Can AMP turn around its wealth protection business under the guidance of new CEO Craig Meller?



 
With the recent announcement and  appointment of new CEO Craig Meller, we look at the effects this may have on the technicals of AMP. Craig has been appointed to oversee the wealth management company, with his first task to improve the wealth protection and life insurance side of the business.
 
If you bought this stock roughly twelve months ago you would have been pretty pleased with its progress up until mid May of this year when it hit resistance levels from April 2011, and subsequently continued its downward slide all so familiar with long term holders. This was a strong buy in September of last year when we saw a pullback into an area of support, flipping previous resistance into support. This stock had been in an accumulation phase and in mid August we saw demand for this stock increase dramatically as price gapped up through the resistance on strong volume. The stock would run from the $4.30 area to $5.79 or an approximate increase of 35% in growth.
 

The up move was confirmed when the third leg failed to move with any force and we saw a shortening of the thrust. The resistance level from April 2011 was too strong and there was not enough demand to overcome the supply. The price has fallen strongly since then and the recent earnings news didn't help with several arms of the business struggling. We have seen a small rally as the price looks to close the gap after the gap down when the earnings report was issued. However the only way we will continue to move higher is if we see some consolidation and a cause built for higher prices at these levels followed by some strong demand.

The point and figure chart has been very useful in predicting levels the price may rise or fall too. If we look at the chart below, we were able to predict that price had enough cause built to reach to at least the $5.65 level. The stock was accumulated in May to August 2012 and when it broke out if we had of bought on the pullback to the $4.30 levels our target would have been the $5.65 region. Price had built enough cause to move $1.74 higher. The point and figure calculation is worked out by multiplying the number of columns the base of the accumulation is by the reversal amount (box size of 2c times 3 which is the reversal amount to start a new column), therefore 29 x 0.06 = $1.74.

Set problem A
Copy the records word for word, from their first line up to and including the line that contains "[10,0,139,89]". Leave the pictures out of your copy.

Records

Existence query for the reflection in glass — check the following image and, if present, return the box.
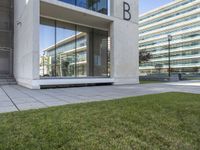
[40,18,110,78]
[93,29,108,77]
[56,22,76,77]
[40,19,56,77]
[57,0,108,14]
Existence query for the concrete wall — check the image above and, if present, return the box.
[14,0,40,88]
[111,0,139,84]
[14,0,139,89]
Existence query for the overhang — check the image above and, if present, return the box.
[40,0,114,30]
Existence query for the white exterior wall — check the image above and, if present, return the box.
[14,0,139,89]
[14,0,39,88]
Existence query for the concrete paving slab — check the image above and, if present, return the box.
[0,81,200,113]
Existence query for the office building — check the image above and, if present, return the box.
[139,0,200,75]
[0,0,139,89]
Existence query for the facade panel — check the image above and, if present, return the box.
[139,0,200,74]
[11,0,139,89]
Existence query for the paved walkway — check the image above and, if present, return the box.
[0,81,200,113]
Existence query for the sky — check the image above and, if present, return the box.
[139,0,173,14]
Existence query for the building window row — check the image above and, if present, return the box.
[140,5,200,27]
[140,14,200,34]
[140,0,196,21]
[140,22,200,41]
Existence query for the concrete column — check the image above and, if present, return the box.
[110,0,139,84]
[14,0,40,88]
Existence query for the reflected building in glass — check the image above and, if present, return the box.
[139,0,200,76]
[40,18,110,78]
[10,0,139,89]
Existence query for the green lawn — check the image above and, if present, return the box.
[0,93,200,150]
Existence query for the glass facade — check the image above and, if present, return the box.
[59,0,108,15]
[40,18,110,78]
[139,0,200,76]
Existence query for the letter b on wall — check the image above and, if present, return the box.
[123,2,131,21]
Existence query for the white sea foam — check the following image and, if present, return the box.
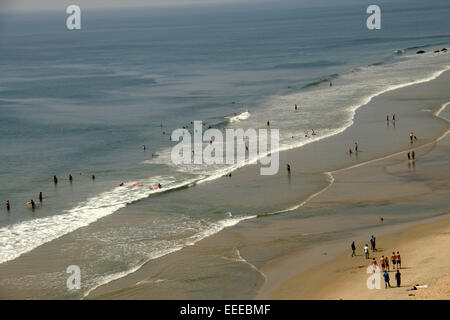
[0,50,450,294]
[83,216,256,297]
[229,111,250,123]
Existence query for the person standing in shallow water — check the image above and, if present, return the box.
[383,271,391,289]
[395,270,402,287]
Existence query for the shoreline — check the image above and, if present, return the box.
[0,58,450,299]
[256,102,450,300]
[83,69,448,299]
[1,56,450,263]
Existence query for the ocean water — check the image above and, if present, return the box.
[0,0,450,294]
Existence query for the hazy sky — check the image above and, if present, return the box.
[0,0,274,10]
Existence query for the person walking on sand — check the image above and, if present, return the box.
[395,270,402,287]
[384,256,389,272]
[370,235,377,252]
[391,252,397,270]
[380,256,386,271]
[364,243,369,259]
[383,271,391,289]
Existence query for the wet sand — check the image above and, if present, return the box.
[0,68,450,299]
[259,115,450,299]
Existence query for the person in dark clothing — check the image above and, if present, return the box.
[395,270,401,287]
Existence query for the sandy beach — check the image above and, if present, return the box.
[82,68,450,299]
[262,125,450,300]
[0,55,450,299]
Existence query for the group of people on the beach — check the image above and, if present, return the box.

Set problem B
In the article about AMP, what is named as new CEO Craig Meller's first task?

Full output A
Existence query for the reflection in glass — check the following image and, if present, return the box.
[40,18,110,78]
[93,29,108,77]
[56,22,76,77]
[40,19,56,77]
[57,0,108,14]
Existence query for the concrete wall — check the image above and, if present, return the box.
[14,0,40,88]
[111,0,139,84]
[14,0,139,89]
Existence query for the overhang — check the image above and, if present, return the box.
[40,0,114,30]
Existence query for the white exterior wall — check the image above and, if present, return the box.
[14,0,139,89]
[14,0,39,88]
Existence query for the concrete paving slab — check the image above and, if present, return the box.
[0,81,200,113]
Existence query for the office building — check the image above and, if present, return the box.
[139,0,200,75]
[0,0,139,89]
Existence query for the facade panel — check the image above and, if present, return the box.
[139,0,200,74]
[11,0,139,89]
Existence query for the paved walkway — check the image above and, if present, return the box.
[0,81,200,113]
Existence query for the sky — check the image above and, if present, return the box.
[139,0,173,14]
Existence query for the building window row — check the image above and, if present, return the box.
[140,5,200,27]
[140,14,200,34]
[140,0,196,21]
[140,22,200,41]
Existence query for the concrete column — check the image above and, if present, return the box.
[110,0,139,84]
[14,0,40,88]
Existence query for the reflected building in glass — check the image above and, if present, return the box.
[139,0,200,76]
[40,18,110,78]
[10,0,139,89]

Full output B
His first task is to improve the wealth protection and life insurance side of the business.